= Edgar Larner =

English engineer & scientist (1869-1930)

Edgar Thomas Larner (1869 in Norwich, Norfolk, England - 1930 in Hackney, London, England), his occupation was that of engineer/scientist for the GPO (General Post Office) Engineering-Telephones. In those days the GPO was a part of the Civil Service, so he was a civil servant. He was a television and radio experimenter and pioneer. He also taught at the Hackney Institute, London. He was a friend of both John Logie Baird and Philo Farnsworth. He died in 1930 at the age of 61 in Hackney, London, England.

==Published articles and books==
- Radio and High Frequency Currents. London, 1923. Series (Lockwood’s Technical Manuals)

| Available data |
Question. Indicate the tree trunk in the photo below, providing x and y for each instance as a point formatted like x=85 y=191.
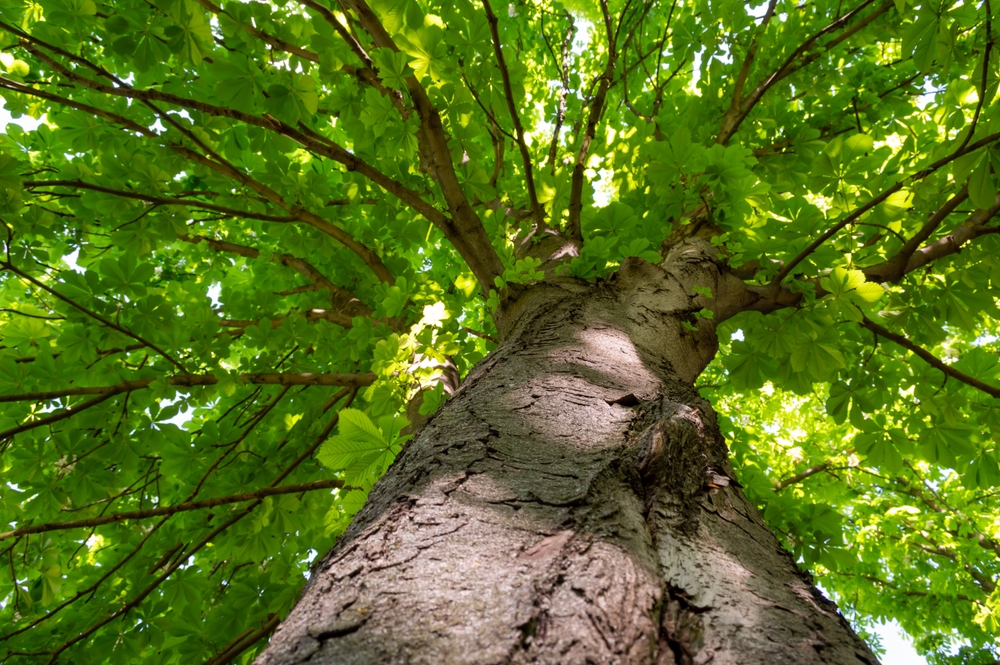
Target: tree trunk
x=572 y=503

| What the exercise asks |
Transcribe the stretch of the Edgar Larner biography from "English engineer &" through "Hackney, London, England.". The material that comes after the Edgar Larner biography is separate from it.

| The solution |
English engineer & scientist (1869-1930)

Edgar Thomas Larner (1869 in Norwich, Norfolk, England - 1930 in Hackney, London, England), his occupation was that of engineer/scientist for the GPO (General Post Office) Engineering-Telephones. In those days the GPO was a part of the Civil Service, so he was a civil servant. He was a television and radio experimenter and pioneer. He also taught at the Hackney Institute, London. He was a friend of both John Logie Baird and Philo Farnsworth. He died in 1930 at the age of 61 in Hackney, London, England.